Begin Passage to read

Posted on Nov 24, 2006
Read, this model posted has a main board in back that controls the refer. Your problem sounds like the overload and relay on the compressor but you need to do a test to verify. On the main board in back there is a blue harness, 3 pronged, that is marked line, defr and comp. Lower left hand corner. You need to get a jumper wire with alligator clips and with the plug out, jump line to comp. Now plug it back in, this will send 120V directly to the compressor. See if it starts. If not and it does it clicking thing, chances are it's the overload and relay, or the compressor itself. You have five years warranty on the compresser. If it starts, it's the board it's the board giving you the problem. This of course is for the GSH model posted...Catriver..post back.

End Passage to read

*Short exercise*
List the markings on the blue three-pronged harness that the refrigerator repair post above describes.

Begin Raw data

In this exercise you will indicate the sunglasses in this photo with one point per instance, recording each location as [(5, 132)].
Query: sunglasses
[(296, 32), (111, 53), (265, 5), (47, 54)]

End Raw data

*Output for this task*
line, defr, comp